Description of the task » Each line of the records that follow must come back exactly, with pictures skipped.

Natural language region descriptions

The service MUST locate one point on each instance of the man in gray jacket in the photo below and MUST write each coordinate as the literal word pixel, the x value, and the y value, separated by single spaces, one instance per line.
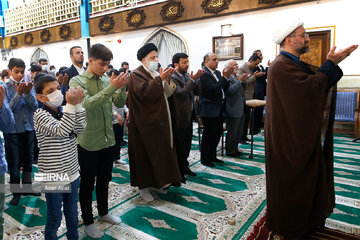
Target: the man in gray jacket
pixel 181 106
pixel 235 107
pixel 249 67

Result of this task »
The service MUST locate one point on each instance of the man in gray jacket in the photo below and MUST write each coordinate as the literal word pixel, the x value, and the y value, separated by single spaces, one instance per line.
Target: the man in gray jacket
pixel 181 106
pixel 235 107
pixel 249 67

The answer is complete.